If Mark's portfolio is significantly smaller, so if he has $600,000, his initial spending rate is probably too high or very likely too high. So, $35,000 of that $600,000 portfolio would be closer to 6%. Most planners if they were to look at that number would say Mark, let's see if we can figure out some things to either try to reduce your in-retirement spending, or try to enlarge your portfolio before you get close to retirement.

Glaser: Maria, this 4% rule gets kicked around a lot, we talked about it a lot, but say, that I just misunderstood, can you explain to us exactly what that 4% rule, what it's saying?

Bruno: Yeah. I think we'll talk about that in more detail with our experts today as well, but the 4% rule really--well, the intent of it was to, as Christine had mentioned, you look at your portfolio balance, and if your target rate is 4%, you would spend 4% of that. One way to calculate that in terms of the 4% spending rule. As we have known for the past 20 years or so is that that number would increase every year for inflation, so the intent was to provide a predictable income stream for retirees.

→ **GIVEN INSTRUCTION 1**: In the listing below, identify every line that holds the word "green" and copy each of those lines. Case counts.

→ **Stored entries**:
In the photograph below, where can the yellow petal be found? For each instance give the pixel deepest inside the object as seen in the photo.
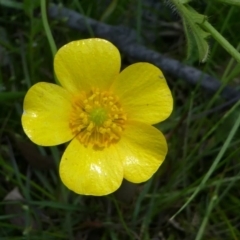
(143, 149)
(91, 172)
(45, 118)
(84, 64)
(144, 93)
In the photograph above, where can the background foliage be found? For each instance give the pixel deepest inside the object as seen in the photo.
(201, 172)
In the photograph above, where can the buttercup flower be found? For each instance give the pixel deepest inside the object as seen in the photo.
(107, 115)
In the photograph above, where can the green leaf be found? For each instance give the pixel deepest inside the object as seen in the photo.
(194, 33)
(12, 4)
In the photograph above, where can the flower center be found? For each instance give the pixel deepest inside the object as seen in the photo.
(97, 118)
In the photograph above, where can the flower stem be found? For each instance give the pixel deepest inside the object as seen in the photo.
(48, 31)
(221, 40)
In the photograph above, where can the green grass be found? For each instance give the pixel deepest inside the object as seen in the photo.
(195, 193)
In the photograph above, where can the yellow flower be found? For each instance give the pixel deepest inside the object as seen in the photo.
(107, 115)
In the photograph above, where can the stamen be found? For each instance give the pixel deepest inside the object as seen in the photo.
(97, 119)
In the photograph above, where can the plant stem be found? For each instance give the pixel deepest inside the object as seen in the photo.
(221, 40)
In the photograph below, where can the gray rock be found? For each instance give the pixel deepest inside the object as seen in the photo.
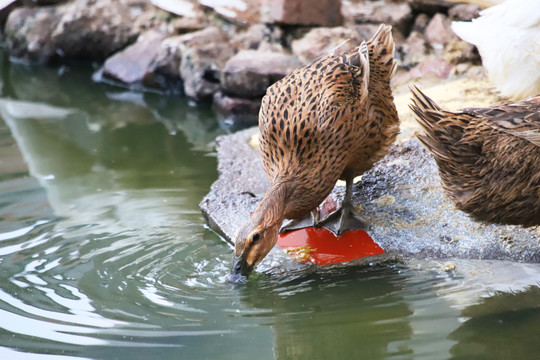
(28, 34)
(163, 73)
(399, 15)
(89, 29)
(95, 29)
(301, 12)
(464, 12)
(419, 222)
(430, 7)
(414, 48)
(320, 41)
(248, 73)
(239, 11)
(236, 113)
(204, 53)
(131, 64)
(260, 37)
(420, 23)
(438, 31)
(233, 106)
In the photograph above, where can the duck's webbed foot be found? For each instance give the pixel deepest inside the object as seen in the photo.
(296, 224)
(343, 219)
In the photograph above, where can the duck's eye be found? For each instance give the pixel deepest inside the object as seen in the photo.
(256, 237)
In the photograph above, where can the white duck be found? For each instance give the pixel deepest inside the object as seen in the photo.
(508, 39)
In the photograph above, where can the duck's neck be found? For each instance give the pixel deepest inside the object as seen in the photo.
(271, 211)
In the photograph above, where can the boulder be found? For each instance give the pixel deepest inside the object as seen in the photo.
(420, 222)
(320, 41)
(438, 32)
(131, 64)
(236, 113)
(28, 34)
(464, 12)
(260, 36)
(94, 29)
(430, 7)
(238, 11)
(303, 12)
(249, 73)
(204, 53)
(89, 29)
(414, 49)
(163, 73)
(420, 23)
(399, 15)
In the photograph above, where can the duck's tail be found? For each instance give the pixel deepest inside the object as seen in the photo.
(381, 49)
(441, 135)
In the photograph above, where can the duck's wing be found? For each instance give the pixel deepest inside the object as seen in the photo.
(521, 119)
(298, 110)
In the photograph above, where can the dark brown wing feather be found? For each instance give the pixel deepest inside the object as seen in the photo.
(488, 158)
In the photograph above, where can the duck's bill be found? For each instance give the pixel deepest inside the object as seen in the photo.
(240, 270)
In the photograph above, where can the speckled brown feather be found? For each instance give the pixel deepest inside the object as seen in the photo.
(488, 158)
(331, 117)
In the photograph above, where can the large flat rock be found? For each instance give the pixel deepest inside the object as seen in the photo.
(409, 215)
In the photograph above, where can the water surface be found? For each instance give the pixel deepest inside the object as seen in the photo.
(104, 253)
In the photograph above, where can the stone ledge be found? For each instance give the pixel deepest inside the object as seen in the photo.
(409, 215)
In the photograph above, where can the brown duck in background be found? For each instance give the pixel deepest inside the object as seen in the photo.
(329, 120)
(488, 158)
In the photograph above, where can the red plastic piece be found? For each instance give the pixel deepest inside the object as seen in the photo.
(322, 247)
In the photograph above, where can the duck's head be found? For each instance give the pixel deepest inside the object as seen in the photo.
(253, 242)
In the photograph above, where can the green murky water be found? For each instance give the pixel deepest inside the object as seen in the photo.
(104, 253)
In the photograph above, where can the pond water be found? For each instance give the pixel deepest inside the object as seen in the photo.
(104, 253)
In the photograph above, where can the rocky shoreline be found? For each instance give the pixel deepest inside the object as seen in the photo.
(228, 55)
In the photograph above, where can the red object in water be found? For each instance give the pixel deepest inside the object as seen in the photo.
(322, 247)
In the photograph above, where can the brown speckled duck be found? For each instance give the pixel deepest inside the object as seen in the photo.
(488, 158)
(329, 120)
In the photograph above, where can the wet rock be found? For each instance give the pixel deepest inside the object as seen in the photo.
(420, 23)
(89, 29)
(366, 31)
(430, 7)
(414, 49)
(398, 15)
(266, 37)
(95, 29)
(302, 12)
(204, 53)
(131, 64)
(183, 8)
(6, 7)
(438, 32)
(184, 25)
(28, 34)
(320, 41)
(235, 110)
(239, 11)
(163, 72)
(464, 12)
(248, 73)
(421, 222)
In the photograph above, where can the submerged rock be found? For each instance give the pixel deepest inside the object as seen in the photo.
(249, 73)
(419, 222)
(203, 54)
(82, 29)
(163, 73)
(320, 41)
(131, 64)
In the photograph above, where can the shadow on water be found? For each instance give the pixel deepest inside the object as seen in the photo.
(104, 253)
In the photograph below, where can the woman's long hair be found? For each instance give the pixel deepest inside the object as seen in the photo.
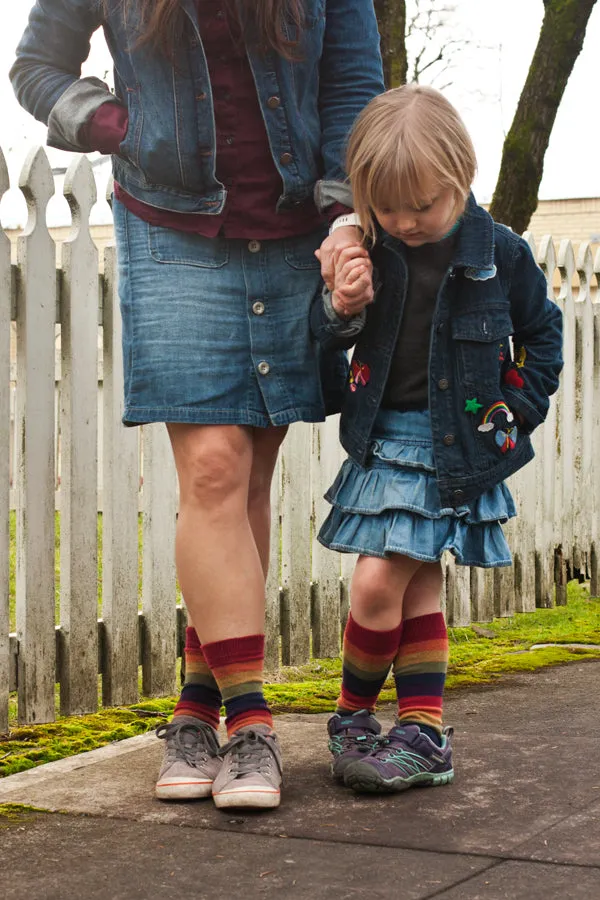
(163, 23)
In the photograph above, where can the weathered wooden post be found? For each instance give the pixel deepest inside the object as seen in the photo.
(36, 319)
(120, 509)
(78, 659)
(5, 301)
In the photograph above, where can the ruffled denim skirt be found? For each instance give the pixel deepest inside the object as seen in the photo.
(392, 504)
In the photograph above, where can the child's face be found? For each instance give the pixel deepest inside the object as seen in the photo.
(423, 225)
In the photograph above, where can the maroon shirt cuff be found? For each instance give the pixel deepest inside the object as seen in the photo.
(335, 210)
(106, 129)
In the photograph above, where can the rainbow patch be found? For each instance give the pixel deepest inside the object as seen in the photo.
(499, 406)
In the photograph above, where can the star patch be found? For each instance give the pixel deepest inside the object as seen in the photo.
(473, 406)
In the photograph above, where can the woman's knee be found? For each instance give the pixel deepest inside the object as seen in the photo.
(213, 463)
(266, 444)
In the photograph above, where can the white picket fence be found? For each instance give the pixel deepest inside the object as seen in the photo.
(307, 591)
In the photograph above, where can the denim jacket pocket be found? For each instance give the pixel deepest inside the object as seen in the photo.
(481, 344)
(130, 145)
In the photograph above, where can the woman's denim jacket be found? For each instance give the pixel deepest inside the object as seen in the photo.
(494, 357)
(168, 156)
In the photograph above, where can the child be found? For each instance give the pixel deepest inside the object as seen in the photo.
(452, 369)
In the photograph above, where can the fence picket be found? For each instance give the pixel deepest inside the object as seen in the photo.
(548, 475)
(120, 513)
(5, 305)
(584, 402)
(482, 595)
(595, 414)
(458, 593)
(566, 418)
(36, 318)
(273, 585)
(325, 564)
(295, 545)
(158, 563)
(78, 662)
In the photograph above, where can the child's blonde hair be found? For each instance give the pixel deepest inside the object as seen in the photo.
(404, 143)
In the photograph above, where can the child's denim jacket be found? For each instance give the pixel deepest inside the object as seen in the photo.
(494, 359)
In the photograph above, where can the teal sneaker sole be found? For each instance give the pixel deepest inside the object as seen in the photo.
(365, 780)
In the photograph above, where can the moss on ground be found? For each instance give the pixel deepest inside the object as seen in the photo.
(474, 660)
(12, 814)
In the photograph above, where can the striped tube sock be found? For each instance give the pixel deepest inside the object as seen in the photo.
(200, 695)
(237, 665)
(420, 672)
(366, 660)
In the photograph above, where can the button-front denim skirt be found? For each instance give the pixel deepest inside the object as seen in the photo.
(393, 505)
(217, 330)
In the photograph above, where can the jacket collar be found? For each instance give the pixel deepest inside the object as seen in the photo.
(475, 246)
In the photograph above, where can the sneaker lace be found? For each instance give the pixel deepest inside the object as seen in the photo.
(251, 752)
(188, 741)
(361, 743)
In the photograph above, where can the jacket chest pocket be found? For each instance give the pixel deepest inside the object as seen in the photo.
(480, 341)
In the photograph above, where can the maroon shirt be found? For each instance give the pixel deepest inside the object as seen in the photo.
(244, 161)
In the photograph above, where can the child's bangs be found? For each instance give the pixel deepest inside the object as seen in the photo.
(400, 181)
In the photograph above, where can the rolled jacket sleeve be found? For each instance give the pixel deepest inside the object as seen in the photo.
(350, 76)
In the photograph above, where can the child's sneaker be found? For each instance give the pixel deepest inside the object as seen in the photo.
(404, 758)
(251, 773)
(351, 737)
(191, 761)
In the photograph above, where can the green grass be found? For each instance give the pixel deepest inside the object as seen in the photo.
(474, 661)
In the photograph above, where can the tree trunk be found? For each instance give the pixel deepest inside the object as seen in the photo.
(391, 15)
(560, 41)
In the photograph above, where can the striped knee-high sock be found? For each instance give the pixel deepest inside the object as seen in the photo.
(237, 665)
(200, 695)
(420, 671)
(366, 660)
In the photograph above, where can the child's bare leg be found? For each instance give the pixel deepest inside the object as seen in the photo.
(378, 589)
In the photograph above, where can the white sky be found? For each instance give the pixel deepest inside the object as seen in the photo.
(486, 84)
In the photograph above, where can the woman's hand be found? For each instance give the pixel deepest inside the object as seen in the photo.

→ **GIVEN INSTRUCTION 2**: According to the retirement spending transcript, what was the intent of the 4% rule?

→ **CORRECT RESULT 1**:
In the photograph above, where can the green leaf be found? For each instance give the pixel deepest inside the object as seen in the photo.
In the photograph above, where can the green grass be found? For each instance give the pixel deepest inside the object as seen in the photo.
In the photograph above, where can the green murky water be found? For each instance give the pixel deepest inside the object as seen in the photo.
In the photograph above, where can the green grass be found? For each instance give the pixel deepest inside the object as seen in the photo.

→ **CORRECT RESULT 2**: To provide a predictable income stream for retirees.